# [Fragment dokumentu]
Reklama
Reklama

Widać pierwsze efekty pomocy dla Elżbiety Dmoch. Jest tylko jedno "ale"

Elżbieta Dmoch (znana z grupy Dwa Plus Jeden) po śmierci byłego męża i lidera zespołu - Janusza Kruka - wycofała się z życia publicznego. Dziś jej sytuacja nie należy do najłatwiejszych. Dopiero dzięki wsparciu udało jej się stanąć na nogi. Podczas wprowadzania zmian pojawiło się jedno wyraźne "ale". Tak teraz wygląda rzeczywistość 73-latki.

Elżbieta Dmoch musiała skorzystać z pomocy fundacji

Elżbieta Dmoch, czyli znana z grupy Dwa Plus Jeden wokalistka, w latach 90. należała do grona najpopularniejszych gwiazd. Niestety, sława i idące za nią benefity szybko stały się przeszłością. 73-latka musiała skorzystać z pomocy Polskiej Fundacji Muzycznej.

Po śmierci lidera grupy Janusza Kruka (w 1992 roku) i nieudanych próbach reaktywacji grupy, Elżbieta Dmoch wycofała z życia publicznego. Ostatnio zaczęła otrzymywać regularne wsparcie "w wysokości kilku emerytur". Mimo początkowego odrzucania pomocy, udało się poprawić materialną sytuację gwiazdy.

Reklama

Prezes fundacji o sytuacji wokalistki z grupy Dwa Plus Jeden

"To bardzo skomplikowane sprawy prawne i sama nie dałaby sobie rady. Ale w końcu udało się uporządkować całą dokumentację związaną z obrotem prawami wykonawczymi. Mam nadzieję, że dzięki temu pani Ela każdego roku dostanie kilka dodatkowych emerytur" - zdradził prezes fundacji w rozmowie z "Faktem".

# [Prezentowane wiersze]

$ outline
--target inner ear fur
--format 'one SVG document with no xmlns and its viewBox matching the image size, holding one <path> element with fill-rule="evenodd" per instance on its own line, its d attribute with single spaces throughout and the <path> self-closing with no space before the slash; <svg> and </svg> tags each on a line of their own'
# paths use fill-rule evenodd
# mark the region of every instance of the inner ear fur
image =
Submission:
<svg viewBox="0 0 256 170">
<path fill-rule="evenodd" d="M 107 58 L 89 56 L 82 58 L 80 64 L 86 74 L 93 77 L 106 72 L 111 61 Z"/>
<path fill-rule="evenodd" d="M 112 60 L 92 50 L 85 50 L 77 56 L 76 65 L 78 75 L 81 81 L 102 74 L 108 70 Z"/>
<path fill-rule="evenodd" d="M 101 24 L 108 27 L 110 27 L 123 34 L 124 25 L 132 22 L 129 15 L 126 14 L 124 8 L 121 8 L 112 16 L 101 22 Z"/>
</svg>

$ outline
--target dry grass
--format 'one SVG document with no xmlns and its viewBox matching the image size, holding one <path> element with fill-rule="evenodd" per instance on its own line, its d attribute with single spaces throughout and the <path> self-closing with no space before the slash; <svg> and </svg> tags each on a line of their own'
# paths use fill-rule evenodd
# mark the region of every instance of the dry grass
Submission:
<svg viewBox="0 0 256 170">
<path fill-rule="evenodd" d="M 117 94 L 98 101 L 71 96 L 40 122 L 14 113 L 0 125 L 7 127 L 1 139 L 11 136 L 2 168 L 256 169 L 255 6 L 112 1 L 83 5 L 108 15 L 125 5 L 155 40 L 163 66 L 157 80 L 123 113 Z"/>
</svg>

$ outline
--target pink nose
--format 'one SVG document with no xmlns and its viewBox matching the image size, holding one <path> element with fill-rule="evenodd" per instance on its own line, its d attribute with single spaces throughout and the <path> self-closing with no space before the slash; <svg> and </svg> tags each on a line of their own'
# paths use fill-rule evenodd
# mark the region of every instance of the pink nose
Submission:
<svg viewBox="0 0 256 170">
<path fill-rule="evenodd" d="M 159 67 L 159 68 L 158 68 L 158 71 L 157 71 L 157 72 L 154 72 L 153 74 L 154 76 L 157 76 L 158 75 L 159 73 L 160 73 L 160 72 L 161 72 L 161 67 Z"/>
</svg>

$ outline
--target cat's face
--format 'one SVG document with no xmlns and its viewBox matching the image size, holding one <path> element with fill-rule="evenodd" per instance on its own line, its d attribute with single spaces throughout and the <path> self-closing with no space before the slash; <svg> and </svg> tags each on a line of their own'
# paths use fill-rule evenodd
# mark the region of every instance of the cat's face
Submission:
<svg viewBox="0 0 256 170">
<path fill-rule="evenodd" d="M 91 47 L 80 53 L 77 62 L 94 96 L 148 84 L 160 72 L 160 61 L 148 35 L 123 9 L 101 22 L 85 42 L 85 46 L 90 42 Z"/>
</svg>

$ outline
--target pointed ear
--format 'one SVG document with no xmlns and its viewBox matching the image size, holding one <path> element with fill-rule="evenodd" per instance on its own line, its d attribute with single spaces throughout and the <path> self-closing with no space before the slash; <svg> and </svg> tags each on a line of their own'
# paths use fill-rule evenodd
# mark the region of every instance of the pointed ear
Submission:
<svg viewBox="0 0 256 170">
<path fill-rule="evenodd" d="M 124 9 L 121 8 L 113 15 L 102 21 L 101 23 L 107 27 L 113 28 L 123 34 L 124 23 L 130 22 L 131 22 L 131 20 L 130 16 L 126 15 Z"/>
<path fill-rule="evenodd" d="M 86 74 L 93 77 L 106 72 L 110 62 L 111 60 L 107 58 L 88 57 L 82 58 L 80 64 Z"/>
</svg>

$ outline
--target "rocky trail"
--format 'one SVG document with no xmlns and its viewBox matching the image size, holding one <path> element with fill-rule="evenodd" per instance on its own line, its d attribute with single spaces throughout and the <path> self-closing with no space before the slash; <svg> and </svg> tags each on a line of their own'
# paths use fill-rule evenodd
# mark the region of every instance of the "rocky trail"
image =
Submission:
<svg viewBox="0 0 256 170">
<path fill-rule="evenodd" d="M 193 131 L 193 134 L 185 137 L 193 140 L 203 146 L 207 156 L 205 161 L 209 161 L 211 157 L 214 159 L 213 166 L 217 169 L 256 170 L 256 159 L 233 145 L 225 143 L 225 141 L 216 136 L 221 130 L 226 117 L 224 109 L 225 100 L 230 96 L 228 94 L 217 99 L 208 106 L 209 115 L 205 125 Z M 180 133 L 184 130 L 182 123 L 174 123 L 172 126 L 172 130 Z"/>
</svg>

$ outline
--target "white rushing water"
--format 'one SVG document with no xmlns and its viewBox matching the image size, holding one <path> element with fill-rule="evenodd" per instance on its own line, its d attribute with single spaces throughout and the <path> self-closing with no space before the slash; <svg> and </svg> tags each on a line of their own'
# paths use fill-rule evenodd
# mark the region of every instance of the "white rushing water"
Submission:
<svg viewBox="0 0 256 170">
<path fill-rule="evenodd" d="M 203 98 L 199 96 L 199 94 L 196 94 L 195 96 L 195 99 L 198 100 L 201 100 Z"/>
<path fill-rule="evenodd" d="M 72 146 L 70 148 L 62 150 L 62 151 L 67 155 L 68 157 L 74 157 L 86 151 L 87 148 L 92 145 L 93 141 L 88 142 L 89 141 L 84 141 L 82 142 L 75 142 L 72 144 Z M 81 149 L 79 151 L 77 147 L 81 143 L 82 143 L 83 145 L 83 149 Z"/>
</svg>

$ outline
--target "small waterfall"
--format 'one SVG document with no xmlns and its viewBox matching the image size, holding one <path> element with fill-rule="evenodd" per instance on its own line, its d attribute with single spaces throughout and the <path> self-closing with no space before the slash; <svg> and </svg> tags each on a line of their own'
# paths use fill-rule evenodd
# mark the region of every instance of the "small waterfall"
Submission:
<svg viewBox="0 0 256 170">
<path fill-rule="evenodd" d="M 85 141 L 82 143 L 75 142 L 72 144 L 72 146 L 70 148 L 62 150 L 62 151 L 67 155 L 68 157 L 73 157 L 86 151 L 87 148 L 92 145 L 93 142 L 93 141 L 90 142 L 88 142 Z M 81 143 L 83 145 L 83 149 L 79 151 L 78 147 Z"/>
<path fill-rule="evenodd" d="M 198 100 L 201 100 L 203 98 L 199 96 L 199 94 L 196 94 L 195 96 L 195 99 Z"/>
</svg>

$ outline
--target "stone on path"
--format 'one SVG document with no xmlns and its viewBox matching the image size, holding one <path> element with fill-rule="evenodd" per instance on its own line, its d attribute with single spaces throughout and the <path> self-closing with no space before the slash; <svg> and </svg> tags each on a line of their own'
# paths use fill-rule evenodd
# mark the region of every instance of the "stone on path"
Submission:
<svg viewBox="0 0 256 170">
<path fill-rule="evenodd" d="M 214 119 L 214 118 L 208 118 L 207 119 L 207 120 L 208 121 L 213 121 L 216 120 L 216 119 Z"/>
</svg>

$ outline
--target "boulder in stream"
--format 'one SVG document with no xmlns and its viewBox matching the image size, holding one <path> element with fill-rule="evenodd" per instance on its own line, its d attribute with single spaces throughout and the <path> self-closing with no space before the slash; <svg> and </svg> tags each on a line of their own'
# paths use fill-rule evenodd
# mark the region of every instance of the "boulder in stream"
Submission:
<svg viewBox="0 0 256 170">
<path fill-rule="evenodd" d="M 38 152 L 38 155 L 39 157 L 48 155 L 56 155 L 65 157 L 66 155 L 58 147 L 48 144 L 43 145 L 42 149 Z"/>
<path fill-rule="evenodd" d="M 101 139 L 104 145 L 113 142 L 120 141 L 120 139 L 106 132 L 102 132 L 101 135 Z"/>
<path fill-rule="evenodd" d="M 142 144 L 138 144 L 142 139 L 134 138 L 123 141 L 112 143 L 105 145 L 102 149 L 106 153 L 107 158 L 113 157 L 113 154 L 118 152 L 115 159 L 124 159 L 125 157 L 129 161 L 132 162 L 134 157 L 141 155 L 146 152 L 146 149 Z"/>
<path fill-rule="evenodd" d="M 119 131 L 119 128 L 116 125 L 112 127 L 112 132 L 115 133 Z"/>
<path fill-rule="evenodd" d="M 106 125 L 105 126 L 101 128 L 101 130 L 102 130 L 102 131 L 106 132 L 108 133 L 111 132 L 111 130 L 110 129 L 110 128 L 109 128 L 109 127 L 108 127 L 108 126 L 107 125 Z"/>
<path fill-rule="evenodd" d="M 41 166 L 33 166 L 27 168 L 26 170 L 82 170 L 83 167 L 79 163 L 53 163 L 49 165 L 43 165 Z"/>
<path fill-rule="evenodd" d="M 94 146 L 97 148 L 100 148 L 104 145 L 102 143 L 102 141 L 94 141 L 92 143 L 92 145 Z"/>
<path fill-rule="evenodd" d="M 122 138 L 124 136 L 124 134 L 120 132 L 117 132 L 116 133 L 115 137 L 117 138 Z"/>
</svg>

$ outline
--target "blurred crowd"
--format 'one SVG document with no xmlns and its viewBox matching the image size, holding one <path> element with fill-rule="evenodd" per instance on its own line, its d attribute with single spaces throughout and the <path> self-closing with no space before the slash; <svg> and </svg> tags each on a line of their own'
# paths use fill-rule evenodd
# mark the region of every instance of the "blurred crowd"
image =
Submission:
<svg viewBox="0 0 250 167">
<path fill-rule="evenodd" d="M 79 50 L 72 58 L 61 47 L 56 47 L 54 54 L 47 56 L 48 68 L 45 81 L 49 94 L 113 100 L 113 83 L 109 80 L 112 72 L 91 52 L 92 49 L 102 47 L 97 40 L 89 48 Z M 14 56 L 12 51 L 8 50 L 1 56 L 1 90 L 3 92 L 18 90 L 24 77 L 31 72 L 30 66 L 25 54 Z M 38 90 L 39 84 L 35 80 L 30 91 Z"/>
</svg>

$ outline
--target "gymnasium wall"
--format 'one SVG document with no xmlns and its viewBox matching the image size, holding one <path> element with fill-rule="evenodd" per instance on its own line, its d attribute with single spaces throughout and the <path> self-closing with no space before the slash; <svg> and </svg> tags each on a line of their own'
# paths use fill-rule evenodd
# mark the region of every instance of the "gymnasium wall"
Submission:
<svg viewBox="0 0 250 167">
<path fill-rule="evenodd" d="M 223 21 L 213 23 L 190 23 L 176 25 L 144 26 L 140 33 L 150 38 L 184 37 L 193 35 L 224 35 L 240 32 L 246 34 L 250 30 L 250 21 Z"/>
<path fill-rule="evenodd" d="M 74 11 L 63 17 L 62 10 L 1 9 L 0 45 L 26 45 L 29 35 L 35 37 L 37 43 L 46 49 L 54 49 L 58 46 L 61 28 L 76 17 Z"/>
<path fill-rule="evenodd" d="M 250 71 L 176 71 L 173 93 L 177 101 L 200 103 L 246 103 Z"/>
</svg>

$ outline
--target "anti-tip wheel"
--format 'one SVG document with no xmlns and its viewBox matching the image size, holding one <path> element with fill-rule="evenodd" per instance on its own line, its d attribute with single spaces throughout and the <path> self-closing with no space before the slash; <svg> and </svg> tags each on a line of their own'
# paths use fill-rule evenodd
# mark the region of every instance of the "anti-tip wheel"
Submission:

# [Zadania do wykonania]
- a) Oceń, czy poniższe stwierdzenia zgadzają się z artykułem o Elżbiecie Dmoch. Przy każdym odpowiedz „tak” lub „nie” i przytocz rozstrzygające słowa z artykułu. (i) Janusz Kruk zmarł w 1992 roku. (ii) Elżbieta Dmoch od początku chętnie przyjmowała pomoc. (iii) Wsparcia udzieliła wokalistce Polska Fundacja Muzyczna.
- b) Co według prezesa fundacji udało się w końcu uporządkować, jak podaje artykuł o Elżbiecie Dmoch?

# [Lista rozwiązań]
- a)
(i) Tak: „Po śmierci lidera grupy Janusza Kruka (w 1992 roku)”.
(ii) Nie: „Mimo początkowego odrzucania pomocy”.
(iii) Tak: „73-latka musiała skorzystać z pomocy Polskiej Fundacji Muzycznej”.

- b) Udało się uporządkować całą dokumentację związaną z obrotem prawami wykonawczymi.